--- Begin SOURCE TEXT ---

Shallow Similarities, Deep Differences – by Annelise
In Proverbs 8 we hear a speech in the voice of Wisdom, who is portrayed as a desirable and life-bringing woman. Wisdom speaks here about how she was created before the universe; how creation was made through her, and the way she delights in its order and beauty. She is seen all through creation as the path of good things for those who choose her.
This character of Wisdom has frequent parallels in other ancient Jewish sources, besides Proverbs. These describe wisdom and, with a similar image, the ‘word of God’ as a tool through which He upholds and interacts with created beings. The people who developed this picture had a careful sense of respect for God, wanting their followers to know that although He holds creation close, and is known within it, He is not to be mistaken for a created thing. They portrayed His actions in the world as created things: a tool in His hand, a humble viceroy and delighting servant. In the Aramaic commentary translations, they even went so far as to describe God’s word as the tangible agent of His actions in the world, rather than saying directly that He did it. They didn’t want any blurring or confusion to enter people’s minds when it came to the relationship between visible creation and its invisible Creator, who can be known deeply by heart but not comprehended in the slightest by mind.
There is some conceptual link with the Greek philosophical idea of a logos, and it is clear that when the Christian scriptures (written in Greek) portray their messiah as the ‘logos of God’, they are drawing on these Jewish concepts of chochmah, wisdom (from the Hebrew wisdom writings) and memra, God’s word (from the Targums and rabbinic literature).

--- End SOURCE TEXT ---
--- Begin EXTRACTED ENTRIES ---

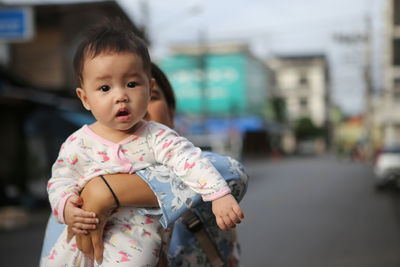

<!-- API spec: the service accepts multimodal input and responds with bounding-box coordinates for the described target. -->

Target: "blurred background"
[0,0,400,267]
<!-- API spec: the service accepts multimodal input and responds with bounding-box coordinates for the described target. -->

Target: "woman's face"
[144,83,174,128]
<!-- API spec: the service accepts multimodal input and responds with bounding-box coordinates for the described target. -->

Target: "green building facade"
[160,51,269,117]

--- End EXTRACTED ENTRIES ---

PROBLEMS TO WORK ON:
a. Translate this sentence from the essay on Wisdom into Spanish: "In Proverbs 8 we hear a speech in the voice of Wisdom, who is portrayed as a desirable and life-bringing woman."
b. According to the essay on Wisdom, what term for God's word comes from the Targums and rabbinic literature?
That material stands apart from the essay on Wisdom.

ANSWERS BELOW:
a. En Proverbios 8 escuchamos un discurso en la voz de la Sabiduría, que es representada como una mujer deseable y portadora de vida.

b. Memra.